- EXTRACT -
-- -- --
T&T: Vortexes
Gary Bell
tulgey at earthlink.net
Sat Nov 8 17:36:22 EST 2008
yesterday Roger B. commented:
I would really like to thank you for the information you provide on cruising
the PNW.
The logs, deadheads, fog, rain, wild animals, lack of pump-out facilities,
expensive (if available at all) diesel should deter all but the most hardy
cruiser.
Now you add vortices, rips, races, overfalls, rapids, standing waves,
moderately large tidal ranges it's just too much.
and Gary adds:
Let's see, anybody heard of the fuss crossing the Columbia bar? There are a
couple of others of lesser fame which can still be dramatic from time to time
-- LaPush, WA, and DePoe Bay OR come right to mind. We regularly loose
commercial and charter boats on the bars at Tillamook, Bandon, etc. etc.. If
the Coast Guard painted tiny silhouettes of a fishing skiff on the sides of
their boats every time they dragged some hapless sport fisherman home they
would never need to repaint their hulls!
Don't forget all the active volcanoes, ash falls and the like (although you
will have to stop off in Hawaii to see hot lava actually pour into the sea).
-- -- --
- DATA TO USE -
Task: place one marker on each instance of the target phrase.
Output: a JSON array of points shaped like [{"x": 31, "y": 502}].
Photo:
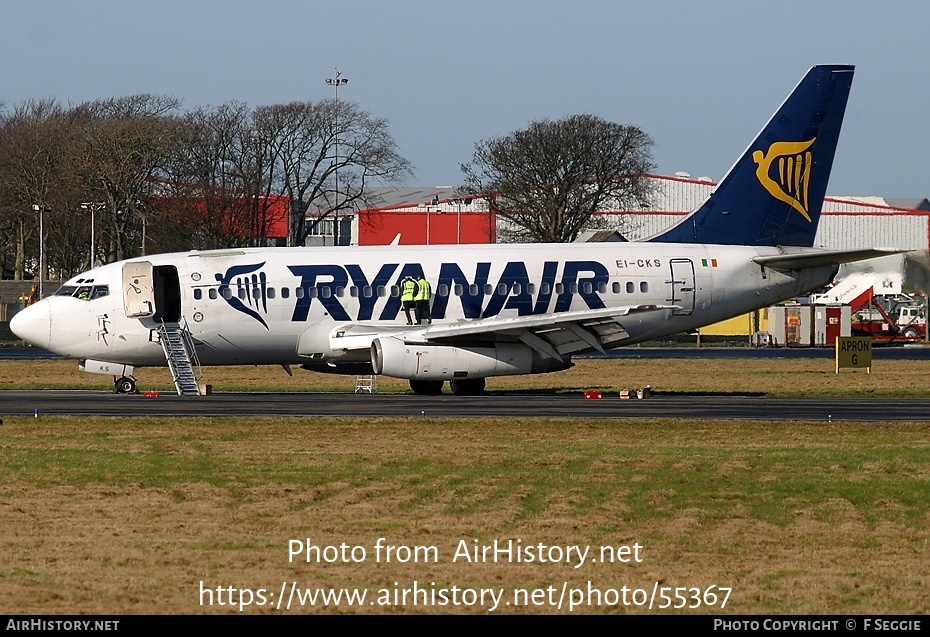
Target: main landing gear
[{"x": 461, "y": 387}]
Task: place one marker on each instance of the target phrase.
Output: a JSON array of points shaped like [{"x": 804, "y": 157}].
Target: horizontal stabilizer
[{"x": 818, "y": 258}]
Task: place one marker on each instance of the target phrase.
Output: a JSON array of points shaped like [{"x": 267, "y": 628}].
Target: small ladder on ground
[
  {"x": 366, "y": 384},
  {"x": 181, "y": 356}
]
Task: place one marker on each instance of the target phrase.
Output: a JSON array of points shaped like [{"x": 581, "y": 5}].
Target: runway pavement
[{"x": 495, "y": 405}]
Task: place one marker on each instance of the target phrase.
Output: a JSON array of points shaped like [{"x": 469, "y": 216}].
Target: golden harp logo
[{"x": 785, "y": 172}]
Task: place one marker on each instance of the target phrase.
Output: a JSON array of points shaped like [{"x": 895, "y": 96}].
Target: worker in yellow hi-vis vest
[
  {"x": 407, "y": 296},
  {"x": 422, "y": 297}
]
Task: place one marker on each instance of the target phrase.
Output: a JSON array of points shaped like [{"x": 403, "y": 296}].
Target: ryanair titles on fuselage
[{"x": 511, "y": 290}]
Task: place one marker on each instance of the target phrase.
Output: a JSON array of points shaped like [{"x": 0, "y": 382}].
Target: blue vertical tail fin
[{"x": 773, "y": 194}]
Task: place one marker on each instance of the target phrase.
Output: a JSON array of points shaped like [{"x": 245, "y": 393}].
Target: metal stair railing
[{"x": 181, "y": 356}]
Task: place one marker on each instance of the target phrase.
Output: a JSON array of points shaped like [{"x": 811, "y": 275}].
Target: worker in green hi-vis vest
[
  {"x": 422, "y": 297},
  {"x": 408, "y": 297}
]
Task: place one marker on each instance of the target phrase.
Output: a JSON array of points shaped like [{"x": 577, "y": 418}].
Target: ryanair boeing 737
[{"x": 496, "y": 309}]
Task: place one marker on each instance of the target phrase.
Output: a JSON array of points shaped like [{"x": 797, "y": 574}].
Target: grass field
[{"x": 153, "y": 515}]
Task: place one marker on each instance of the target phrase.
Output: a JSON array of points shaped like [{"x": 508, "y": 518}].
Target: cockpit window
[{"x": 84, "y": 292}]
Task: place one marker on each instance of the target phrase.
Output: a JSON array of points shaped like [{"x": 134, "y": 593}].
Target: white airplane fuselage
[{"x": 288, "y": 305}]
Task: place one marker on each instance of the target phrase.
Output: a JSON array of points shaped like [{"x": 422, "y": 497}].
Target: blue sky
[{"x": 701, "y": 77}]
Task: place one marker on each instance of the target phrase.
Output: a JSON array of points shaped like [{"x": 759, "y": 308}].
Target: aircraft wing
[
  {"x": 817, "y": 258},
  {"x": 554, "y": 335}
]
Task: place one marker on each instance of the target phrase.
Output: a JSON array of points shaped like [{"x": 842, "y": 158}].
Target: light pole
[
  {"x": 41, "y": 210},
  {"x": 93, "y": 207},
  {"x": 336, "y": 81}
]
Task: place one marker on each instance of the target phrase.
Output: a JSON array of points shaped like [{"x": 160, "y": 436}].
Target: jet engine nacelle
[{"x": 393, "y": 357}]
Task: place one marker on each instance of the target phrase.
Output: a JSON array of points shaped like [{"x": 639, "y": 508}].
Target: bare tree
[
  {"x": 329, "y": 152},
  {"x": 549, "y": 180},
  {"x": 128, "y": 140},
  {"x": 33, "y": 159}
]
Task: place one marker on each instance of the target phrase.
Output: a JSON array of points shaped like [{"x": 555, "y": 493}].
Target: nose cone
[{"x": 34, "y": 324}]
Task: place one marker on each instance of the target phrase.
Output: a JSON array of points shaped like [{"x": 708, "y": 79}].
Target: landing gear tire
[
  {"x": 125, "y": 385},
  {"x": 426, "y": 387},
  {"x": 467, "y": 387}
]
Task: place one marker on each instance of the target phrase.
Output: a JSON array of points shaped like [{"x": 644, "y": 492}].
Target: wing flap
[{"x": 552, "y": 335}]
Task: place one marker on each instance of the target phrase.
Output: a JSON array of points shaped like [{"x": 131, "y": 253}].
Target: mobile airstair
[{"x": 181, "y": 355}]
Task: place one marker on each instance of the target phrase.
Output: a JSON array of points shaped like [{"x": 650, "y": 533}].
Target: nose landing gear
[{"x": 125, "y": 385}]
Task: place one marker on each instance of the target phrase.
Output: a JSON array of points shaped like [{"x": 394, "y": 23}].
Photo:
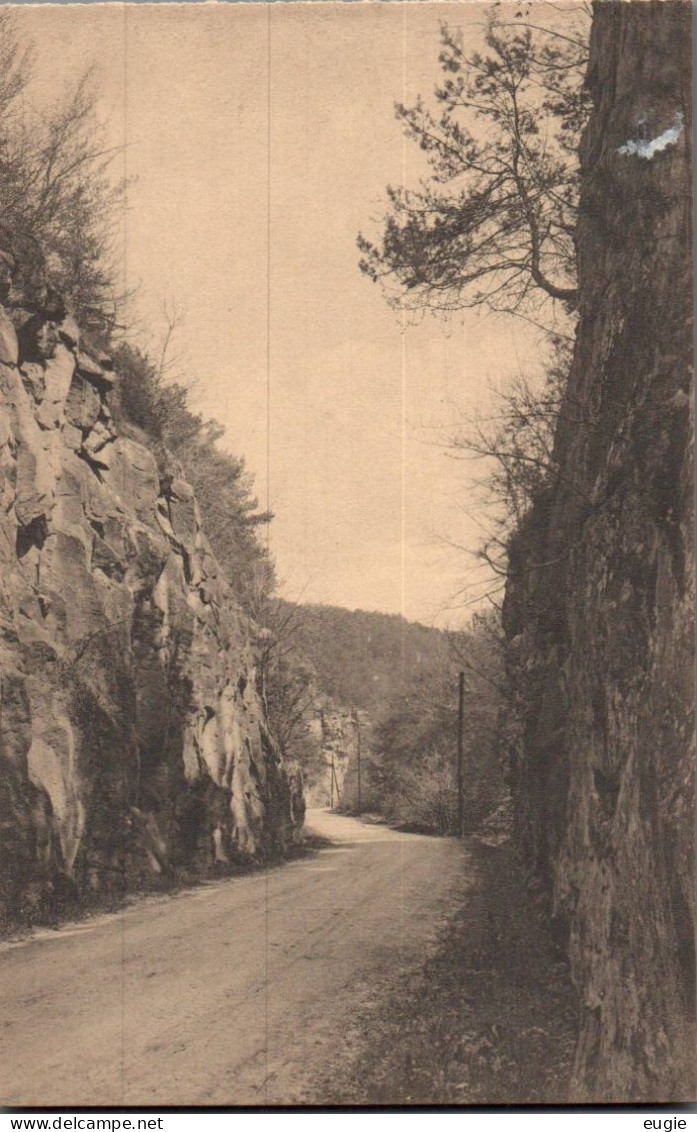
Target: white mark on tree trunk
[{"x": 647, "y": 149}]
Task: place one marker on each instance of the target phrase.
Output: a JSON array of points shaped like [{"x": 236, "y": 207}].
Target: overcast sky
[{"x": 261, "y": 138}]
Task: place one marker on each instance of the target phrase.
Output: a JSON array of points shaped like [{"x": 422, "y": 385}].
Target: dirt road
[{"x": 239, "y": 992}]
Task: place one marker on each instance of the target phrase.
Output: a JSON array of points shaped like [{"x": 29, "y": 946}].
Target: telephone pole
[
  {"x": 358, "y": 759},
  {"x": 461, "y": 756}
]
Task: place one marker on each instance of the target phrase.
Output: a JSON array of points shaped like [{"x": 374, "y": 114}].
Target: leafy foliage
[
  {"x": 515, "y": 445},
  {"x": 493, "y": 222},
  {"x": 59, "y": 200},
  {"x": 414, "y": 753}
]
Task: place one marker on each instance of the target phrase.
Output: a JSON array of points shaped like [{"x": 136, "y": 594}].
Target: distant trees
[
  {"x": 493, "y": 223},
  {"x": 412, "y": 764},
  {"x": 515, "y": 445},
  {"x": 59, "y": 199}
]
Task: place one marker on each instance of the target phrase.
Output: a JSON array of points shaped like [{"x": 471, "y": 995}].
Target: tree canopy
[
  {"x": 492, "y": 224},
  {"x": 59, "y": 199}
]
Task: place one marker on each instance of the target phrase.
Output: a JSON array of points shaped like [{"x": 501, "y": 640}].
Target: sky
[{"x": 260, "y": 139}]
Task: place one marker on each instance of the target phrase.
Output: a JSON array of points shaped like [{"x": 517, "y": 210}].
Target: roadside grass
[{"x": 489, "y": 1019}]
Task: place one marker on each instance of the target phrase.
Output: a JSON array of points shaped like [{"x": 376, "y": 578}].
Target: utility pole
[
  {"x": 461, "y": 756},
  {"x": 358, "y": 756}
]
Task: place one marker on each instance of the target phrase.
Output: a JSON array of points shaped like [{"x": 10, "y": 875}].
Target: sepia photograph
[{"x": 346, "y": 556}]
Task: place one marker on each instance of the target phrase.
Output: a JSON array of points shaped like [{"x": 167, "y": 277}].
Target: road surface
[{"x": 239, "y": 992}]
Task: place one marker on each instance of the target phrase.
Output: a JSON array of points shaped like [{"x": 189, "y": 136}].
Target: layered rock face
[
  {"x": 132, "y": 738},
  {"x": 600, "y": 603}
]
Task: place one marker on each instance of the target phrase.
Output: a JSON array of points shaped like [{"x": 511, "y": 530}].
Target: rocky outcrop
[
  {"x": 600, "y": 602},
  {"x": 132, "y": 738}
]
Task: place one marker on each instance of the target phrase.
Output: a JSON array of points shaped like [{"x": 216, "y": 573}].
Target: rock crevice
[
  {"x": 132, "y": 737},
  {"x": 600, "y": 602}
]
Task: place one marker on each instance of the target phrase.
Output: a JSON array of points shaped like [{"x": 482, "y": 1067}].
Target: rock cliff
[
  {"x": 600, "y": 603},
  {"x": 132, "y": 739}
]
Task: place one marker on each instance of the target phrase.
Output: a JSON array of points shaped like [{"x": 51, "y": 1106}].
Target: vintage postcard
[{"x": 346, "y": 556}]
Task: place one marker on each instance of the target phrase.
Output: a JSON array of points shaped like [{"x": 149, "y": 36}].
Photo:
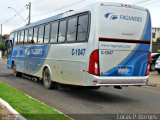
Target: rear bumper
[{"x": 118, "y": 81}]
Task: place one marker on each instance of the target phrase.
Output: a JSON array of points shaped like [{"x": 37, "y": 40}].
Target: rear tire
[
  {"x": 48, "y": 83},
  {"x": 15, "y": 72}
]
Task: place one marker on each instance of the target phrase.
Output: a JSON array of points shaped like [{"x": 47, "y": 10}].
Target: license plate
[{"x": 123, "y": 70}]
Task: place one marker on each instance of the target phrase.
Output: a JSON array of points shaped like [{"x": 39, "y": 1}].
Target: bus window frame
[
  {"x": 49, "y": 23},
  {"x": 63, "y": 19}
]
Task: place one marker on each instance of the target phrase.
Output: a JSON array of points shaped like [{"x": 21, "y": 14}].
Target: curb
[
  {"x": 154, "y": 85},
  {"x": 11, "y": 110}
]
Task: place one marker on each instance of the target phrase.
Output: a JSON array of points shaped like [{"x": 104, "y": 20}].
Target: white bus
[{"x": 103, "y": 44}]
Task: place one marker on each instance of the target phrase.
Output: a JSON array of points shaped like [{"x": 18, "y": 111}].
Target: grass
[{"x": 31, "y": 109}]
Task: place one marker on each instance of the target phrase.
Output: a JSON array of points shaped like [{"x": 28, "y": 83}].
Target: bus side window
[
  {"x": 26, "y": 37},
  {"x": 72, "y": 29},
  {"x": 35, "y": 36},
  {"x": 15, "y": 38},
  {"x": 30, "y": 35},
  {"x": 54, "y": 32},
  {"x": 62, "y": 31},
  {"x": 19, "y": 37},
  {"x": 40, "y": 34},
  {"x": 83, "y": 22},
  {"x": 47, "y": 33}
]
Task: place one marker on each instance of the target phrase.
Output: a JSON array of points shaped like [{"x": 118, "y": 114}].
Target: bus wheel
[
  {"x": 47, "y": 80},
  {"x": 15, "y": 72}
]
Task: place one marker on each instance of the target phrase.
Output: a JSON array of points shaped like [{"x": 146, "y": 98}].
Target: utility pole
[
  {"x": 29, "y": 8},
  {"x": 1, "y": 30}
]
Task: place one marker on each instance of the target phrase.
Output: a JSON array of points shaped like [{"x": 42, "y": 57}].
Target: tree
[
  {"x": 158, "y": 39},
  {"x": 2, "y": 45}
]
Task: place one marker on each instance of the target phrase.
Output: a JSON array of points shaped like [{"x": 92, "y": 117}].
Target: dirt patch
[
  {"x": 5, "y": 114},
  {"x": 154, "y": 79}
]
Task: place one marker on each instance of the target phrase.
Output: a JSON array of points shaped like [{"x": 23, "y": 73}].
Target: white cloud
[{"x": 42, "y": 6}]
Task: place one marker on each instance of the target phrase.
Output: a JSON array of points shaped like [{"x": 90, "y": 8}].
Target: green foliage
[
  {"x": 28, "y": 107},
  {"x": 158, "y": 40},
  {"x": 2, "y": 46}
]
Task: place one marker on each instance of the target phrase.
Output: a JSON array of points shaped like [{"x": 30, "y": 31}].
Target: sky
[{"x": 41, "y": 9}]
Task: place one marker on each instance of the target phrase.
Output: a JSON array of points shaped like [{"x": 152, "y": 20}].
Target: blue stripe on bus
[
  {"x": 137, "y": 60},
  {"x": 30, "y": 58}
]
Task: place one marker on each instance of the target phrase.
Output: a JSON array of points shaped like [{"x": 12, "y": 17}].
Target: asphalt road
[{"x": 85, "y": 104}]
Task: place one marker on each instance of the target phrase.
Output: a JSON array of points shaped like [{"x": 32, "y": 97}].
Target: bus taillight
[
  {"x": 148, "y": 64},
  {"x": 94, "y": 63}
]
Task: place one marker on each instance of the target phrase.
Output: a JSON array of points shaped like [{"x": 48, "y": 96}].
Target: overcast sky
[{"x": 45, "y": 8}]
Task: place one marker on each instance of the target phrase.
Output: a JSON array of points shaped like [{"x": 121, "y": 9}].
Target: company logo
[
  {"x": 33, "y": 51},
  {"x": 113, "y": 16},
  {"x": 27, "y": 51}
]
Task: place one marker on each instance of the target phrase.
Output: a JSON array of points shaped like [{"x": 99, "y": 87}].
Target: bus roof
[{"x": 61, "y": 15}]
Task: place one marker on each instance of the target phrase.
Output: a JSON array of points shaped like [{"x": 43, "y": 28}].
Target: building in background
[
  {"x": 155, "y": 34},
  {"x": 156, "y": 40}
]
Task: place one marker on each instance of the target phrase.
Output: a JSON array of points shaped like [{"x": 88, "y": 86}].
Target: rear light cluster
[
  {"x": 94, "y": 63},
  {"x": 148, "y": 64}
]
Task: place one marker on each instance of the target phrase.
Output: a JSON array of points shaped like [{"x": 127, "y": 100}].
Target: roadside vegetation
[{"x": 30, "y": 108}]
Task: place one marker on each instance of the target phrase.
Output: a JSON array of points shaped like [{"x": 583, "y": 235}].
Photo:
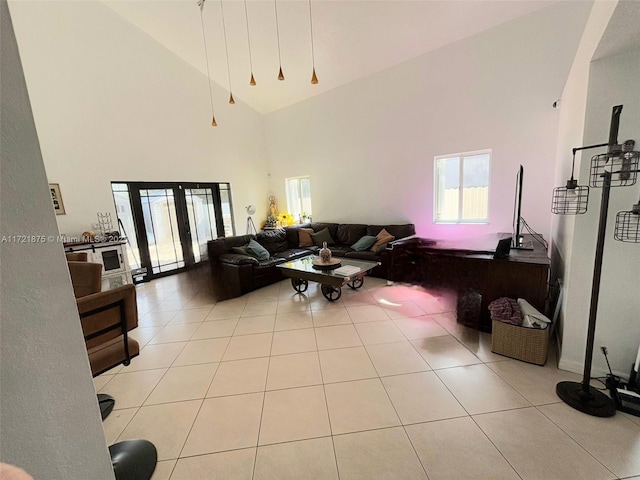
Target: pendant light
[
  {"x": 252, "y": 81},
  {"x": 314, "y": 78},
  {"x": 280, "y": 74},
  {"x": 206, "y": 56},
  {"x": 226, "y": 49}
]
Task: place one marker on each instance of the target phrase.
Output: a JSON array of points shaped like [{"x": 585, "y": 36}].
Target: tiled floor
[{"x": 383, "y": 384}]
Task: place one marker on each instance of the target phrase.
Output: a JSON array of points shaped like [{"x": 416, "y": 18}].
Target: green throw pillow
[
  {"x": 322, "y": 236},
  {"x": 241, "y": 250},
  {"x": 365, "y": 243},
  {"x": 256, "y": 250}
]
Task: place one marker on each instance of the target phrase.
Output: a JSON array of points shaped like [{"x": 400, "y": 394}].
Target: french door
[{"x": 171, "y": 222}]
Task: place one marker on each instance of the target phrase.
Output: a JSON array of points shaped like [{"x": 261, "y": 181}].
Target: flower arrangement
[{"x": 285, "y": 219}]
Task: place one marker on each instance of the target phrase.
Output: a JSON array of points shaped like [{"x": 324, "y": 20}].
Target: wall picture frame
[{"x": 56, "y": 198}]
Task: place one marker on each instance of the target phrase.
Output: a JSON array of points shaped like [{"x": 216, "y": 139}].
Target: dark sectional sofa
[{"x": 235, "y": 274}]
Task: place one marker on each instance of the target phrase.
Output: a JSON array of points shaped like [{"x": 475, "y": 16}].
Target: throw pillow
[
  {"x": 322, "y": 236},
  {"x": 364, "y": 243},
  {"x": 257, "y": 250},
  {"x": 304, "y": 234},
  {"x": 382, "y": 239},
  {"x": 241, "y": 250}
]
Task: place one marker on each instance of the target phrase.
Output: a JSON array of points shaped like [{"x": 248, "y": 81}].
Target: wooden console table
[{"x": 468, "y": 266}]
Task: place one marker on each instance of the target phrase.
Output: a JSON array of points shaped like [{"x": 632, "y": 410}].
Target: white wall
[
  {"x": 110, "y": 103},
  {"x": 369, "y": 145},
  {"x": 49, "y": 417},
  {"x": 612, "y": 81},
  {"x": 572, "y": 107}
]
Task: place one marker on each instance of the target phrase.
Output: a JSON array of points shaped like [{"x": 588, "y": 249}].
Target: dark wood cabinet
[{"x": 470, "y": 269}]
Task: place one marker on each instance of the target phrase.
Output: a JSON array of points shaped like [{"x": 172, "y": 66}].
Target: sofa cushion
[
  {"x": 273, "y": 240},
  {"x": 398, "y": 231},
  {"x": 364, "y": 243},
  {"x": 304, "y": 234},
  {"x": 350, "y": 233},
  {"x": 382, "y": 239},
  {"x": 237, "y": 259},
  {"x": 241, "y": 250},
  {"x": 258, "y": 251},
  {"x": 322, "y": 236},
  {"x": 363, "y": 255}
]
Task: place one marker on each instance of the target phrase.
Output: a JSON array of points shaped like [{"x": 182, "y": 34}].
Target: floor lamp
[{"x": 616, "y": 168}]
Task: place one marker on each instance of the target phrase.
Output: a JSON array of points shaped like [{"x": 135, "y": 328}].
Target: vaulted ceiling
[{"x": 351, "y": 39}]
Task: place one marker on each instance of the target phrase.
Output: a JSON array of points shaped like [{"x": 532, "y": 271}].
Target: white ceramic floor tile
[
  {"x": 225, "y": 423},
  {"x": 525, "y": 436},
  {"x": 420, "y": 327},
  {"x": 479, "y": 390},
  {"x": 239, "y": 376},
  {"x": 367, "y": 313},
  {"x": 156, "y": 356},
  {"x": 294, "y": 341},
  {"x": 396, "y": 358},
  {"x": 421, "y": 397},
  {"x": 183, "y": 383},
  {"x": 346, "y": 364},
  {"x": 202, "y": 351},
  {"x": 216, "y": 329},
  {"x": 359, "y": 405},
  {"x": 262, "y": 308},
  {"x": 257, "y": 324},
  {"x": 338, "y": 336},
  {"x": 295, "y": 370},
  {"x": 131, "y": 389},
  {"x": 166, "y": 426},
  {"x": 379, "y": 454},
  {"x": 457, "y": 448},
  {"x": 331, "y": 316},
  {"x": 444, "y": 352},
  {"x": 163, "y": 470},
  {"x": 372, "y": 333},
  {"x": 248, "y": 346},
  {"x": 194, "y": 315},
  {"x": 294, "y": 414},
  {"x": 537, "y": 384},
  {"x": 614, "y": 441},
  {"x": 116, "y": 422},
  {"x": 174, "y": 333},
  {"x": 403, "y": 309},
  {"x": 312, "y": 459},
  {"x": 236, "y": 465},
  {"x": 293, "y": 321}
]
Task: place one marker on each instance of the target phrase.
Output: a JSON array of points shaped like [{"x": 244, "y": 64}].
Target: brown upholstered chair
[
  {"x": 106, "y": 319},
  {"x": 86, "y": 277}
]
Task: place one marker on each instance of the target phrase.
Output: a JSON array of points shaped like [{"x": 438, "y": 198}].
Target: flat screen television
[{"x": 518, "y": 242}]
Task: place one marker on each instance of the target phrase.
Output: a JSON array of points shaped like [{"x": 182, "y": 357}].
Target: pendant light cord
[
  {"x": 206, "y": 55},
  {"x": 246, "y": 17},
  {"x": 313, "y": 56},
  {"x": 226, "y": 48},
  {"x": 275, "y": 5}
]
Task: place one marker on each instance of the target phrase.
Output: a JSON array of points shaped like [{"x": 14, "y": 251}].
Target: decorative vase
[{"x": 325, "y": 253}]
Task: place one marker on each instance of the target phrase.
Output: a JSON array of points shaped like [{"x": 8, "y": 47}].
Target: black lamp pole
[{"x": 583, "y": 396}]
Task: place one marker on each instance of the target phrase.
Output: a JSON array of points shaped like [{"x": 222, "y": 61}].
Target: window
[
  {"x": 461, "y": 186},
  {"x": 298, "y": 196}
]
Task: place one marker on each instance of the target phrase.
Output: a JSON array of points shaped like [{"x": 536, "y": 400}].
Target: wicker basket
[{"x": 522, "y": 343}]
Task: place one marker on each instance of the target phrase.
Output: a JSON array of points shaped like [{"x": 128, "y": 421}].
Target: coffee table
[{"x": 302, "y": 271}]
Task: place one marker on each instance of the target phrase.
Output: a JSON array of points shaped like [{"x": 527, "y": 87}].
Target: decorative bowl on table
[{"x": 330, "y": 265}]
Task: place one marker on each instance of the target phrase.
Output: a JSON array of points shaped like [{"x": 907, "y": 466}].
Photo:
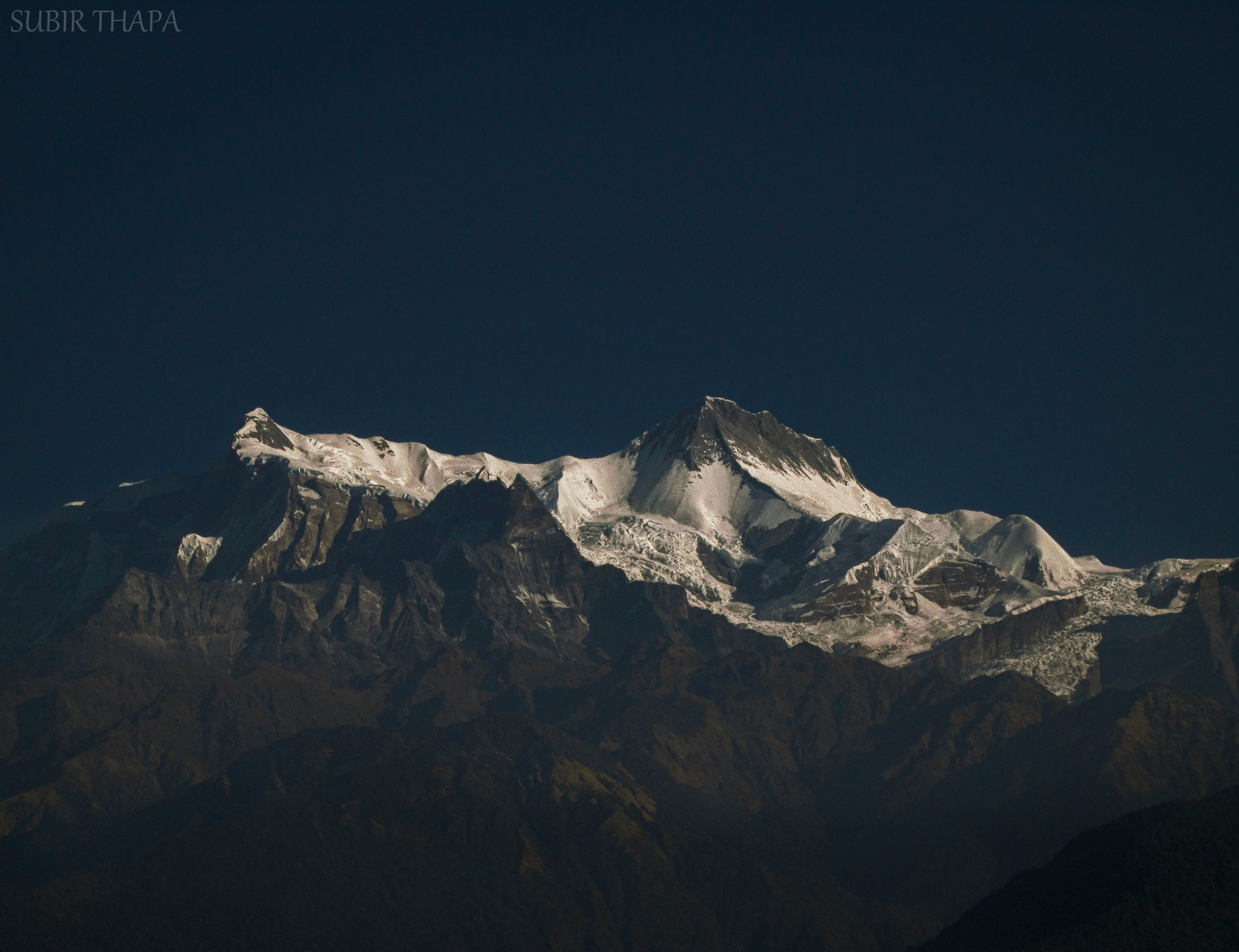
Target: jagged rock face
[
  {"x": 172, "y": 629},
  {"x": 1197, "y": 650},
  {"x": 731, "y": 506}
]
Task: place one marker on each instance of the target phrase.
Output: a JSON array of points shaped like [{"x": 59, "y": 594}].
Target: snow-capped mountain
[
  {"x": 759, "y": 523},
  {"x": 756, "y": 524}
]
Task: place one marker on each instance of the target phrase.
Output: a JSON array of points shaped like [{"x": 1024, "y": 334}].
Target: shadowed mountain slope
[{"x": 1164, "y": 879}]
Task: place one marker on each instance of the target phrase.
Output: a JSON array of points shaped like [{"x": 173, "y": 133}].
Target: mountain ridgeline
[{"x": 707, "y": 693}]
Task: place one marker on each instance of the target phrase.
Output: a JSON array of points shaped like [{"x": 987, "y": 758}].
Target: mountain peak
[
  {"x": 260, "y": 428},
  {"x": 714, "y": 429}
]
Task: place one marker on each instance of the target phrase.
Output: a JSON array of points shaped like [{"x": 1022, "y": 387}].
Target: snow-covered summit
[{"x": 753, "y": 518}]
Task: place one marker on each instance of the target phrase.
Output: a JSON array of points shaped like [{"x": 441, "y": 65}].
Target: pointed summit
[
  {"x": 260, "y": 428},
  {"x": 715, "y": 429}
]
-- -- --
- PARTS OF THE EXERCISE -
1 – Gather every line of the listing that contains the string "tire".
2 – Write the next part of the post on cruising hazards in the PNW, picking up after its final sentence.

- REPLIES -
1 –
Target: landing gear tire
Target: rear tire

2 –
We live on the right hand edge of the Pacific Ring of Fire (the East Pacific
Subduction Zone, where the North Pacific tectonic plate is being shoved under
the western edge of the Continental plate, producing lots of 'interesting'
geological effects). Then there are the giant underwater earthquakes and
tsunami. The famous San Andreas fault and the newly described Eastern Pacific
fault run a hundred miles or so off the coast; are predictably violent (the
last tsunami of which resculpted the PNW coast and devastated Japan in 1700);
and which are remarkably periodic (right at 300 years apart for the last seven
or eight events). Hereabouts we all learn the sound of the tsunami warning
system and practice following the tsunami escape route signs. The gigantic
wave test facility at Oregon State University demonstrated that an 80
centimeter deep water tsumami wave, traveling at several hundred miles per
hour, would crest and break onshore well over ten meters high. Really
dramatic demonstrations.
Add in a few unsympathetic Native American fishermen and cannery operators who
hog up all the diesel fuel after the public fuel dock closes. There are also
periodic whale migrations followed by a flotilla of whale watching boats; not
to mention the controversial Native American whalers, who are in turn followed
by their own flotilla of official and amateur anti-whaling challenge boats.
Oh, I don't believe Marin mentioned the bleak weather. Here we renamed the
seasons: fall becomes the Rainy Season, winter the Cold Rainy Season, spring
the More Rainy Season, and of course summer is now Road Construction.
Naturally marinas, jetties and aids-to-navigation also fall in with Roads if
there is a break in the rain. The good news however, is that whenever you
come to the PNW, there is only a tiny chance of snow, and for better or worse
we leave our boats out in the weather year around. We haven't frozen the
Columbia River in something like a decade, and even then, most boats and
marinas escaped serious damage at break-up.
You suggested we were a bunch of "hardy cruiser"(s), I suspect it is mostly
denial.
Roger continued:
I can't wait to visit this exciting area as soon as I have sorted a few
family matters.
Please keep me up to date with information of any other exciting attractions
of your region. Are you sure you don't work for the Washington State Tourist
Board?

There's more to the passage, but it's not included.